Text section >>
However, it appears that there are two assumptions underlying the gift giving literature. First, there is a distinction between utilitarian and experiential gift giving, and a tacit understanding that either utilitarian or experiential motives underlie gift giving and that they cannot operate simultaneously (for an exception see, Wolfinbarger and Yale 1993). Second, it seems that the symbolic value of the gift has more importance than its economic value. Because most of the value of the gift stems from the thought and effort put into its selection, gifts of cash or gift certificates appear as inappropriate, impersonal and too materialistic unless they are given in certain contexts such as weddings.

This study aims to extend the literature by examining a gift giving behavior in which the distinctions between utilitarian and experiential motives, and economic and symbolic values are blurred: giving gold jewelry and gold coins as gifts. There are several reasons for our focus on gold. First, gold and gold jewelry seem to share many aspects of a gift identified by Belk (1979) including communication, social exchange, economic exchange, and socialization. Jewelry is often characterized as a favorite, popular and traditional gift item (Wolfinbarger 1990; Belk and Coon 1991). It is a highly communicative product (Holman 1981) that carries social cues (Belk and Zhaou 1987). Gold and gold jewelry also facilitate social exchange. Jewelry is perceived as expressive of social connection (Wallendorf and Arnould 1988) and symbolizing relationships in rites of passages (Noble and Walker 1997). Gold, on the other hand, serves as a symbol of continuance and merit, and signifies attainment of high standards (Clark 1986). It is also a medium of exchange that can function as a store of value, and therefore, has an economic value.

Furthermore, gold is a major investment, adornment and gift item in the Turkish society. In fact, Turkey constitutes one of the world’s biggest gold consumption markets, ranked as fifth in demand ( 2003). In Western markets gold jewelries are usually low carat and they are bought primarily as items of adornment. In Asia and Middle East, on the other hand, most of the gold jewelries are high karat, which can be easily converted back into gold. In Turkey, the main karat marks for gold jewelry are 14, 18 and 22. The 14 and 18 karat jewelry are usually considered as modern designs, whereas the 22 karat gold jewelry is perceived more as an investment tool. The gold coins, on the other hand, come in five different sizes. In Turkey, gold jewelry and coins are traditionally given as gifts in ritualistic occasions. Receiving gold also plays an important role in the empowerment of Turkish women (Sirman 1991). The gold items the bride acquires in her wedding are considered as her property and wealth, and serve as a safeguard against misfortunate events (Neuberger 2001). In this study we explore the occasions gold jewelry and coins are given as gifts, and discuss the underlying motives and meanings as well as the functions gold gifts serve.


Given the exploratory nature of the study we adopted qualitative research methods which are deemed better for obtaining an in-depth understanding of the phenomenon (Denzin and Lincoln 1994) and capturing consumers’ own perceptions and subjective apprehensions (Berg 1989). The study was conducted in Ankara, Turkey in the summer of 2003. In the light of previous studies suggesting that women are more involved in gift exchanges (Fischer and Arnould 1990; Otnes, Lowery, and Kim 1993) we selected twenty female Turkish respondents through purposive sampling (Maxwell 1996). The age of the informants ranged from 24 to 55, allowing us to explore gift-giving behaviors of women at different life cycle stages. They belonged to high and middle-income groups, and hence, constituted a heterogeneous faction. Income was defined in terms of monthly household revenue, and classified based on an updated edition of Prime Ministry State Institute of Statistics 1994 (Sonmez 2001).

Dataset records >>
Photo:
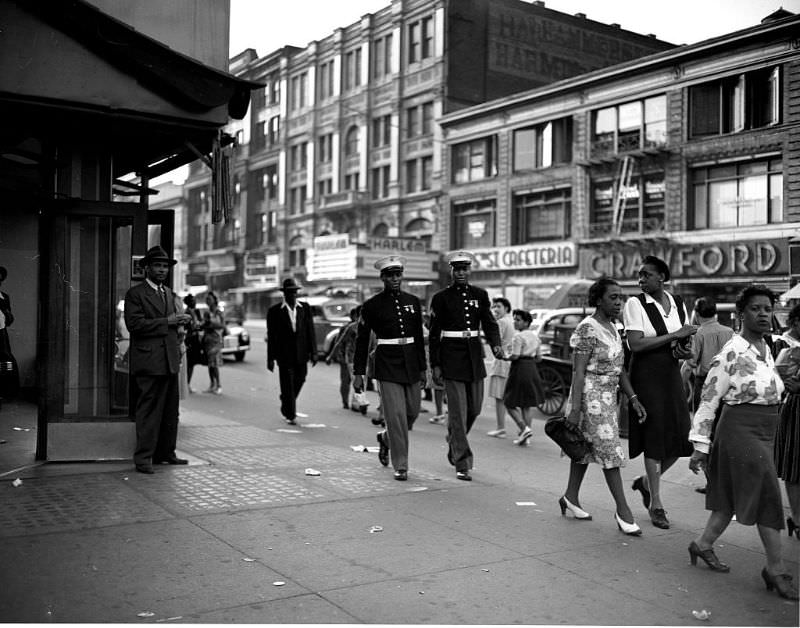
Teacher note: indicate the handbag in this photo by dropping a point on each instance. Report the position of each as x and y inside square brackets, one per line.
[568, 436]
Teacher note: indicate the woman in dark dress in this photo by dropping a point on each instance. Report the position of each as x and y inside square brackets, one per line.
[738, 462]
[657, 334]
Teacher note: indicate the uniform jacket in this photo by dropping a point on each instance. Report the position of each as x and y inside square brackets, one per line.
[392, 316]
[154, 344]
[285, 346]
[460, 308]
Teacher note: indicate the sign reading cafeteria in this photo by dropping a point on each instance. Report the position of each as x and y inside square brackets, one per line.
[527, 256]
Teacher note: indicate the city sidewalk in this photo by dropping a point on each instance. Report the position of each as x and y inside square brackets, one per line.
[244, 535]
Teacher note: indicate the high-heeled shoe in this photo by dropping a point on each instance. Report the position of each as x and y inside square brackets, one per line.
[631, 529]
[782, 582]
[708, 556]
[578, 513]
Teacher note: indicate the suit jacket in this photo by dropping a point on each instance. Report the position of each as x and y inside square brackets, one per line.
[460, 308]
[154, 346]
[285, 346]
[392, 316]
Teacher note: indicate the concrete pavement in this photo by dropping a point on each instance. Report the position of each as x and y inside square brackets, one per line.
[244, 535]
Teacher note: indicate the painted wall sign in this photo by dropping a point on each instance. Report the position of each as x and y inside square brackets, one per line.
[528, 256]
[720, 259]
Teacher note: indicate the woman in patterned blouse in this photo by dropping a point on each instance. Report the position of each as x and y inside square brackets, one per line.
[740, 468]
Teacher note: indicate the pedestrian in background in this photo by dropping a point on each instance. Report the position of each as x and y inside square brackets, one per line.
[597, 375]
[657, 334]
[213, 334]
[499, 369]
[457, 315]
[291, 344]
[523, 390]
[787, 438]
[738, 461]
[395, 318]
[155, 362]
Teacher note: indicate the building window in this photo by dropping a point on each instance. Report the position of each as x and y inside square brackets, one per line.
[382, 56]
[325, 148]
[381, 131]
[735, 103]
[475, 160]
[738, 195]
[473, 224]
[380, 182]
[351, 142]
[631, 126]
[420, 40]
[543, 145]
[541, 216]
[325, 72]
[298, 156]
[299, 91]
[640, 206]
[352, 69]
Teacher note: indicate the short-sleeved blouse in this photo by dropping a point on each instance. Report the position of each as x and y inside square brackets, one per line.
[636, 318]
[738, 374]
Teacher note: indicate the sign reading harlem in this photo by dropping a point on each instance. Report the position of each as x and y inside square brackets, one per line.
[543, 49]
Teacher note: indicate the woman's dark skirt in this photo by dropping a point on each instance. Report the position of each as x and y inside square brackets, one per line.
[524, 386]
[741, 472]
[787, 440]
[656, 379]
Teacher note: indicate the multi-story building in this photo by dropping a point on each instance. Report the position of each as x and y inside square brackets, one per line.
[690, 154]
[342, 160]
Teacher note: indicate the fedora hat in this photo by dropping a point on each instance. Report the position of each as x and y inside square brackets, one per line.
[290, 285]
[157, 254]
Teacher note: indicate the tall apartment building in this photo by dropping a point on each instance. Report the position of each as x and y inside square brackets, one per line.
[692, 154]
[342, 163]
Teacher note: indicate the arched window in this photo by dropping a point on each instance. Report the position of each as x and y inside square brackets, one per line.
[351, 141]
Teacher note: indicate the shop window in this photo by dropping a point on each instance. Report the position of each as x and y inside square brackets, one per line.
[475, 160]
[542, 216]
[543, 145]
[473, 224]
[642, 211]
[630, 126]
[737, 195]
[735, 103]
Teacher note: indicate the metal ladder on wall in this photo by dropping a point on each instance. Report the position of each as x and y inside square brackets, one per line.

Work to complete >>
A - Starting at "However, it appears" and ending at "such as weddings.", set down that part of the gold gift passage word for word.
B - Decide whether each statement agrees with the gold gift passage, answering yes or no and quoting the deciding words: (i) The study was carried out in Istanbul. (ii) In Turkey, 22 karat gold jewelry is seen more as an investment tool. (iii) The informants were between 24 and 55 years old.

Answer list >>
A -
However, it appears that there are two assumptions underlying the gift giving literature. First, there is a distinction between utilitarian and experiential gift giving, and a tacit understanding that either utilitarian or experiential motives underlie gift giving and that they cannot operate simultaneously (for an exception see, Wolfinbarger and Yale 1993). Second, it seems that the symbolic value of the gift has more importance than its economic value. Because most of the value of the gift stems from the thought and effort put into its selection, gifts of cash or gift certificates appear as inappropriate, impersonal and too materialistic unless they are given in certain contexts such as weddings.

B -
(i) No: "The study was conducted in Ankara, Turkey in the summer of 2003."
(ii) Yes: "the 22 karat gold jewelry is perceived more as an investment tool."
(iii) Yes: "The age of the informants ranged from 24 to 55"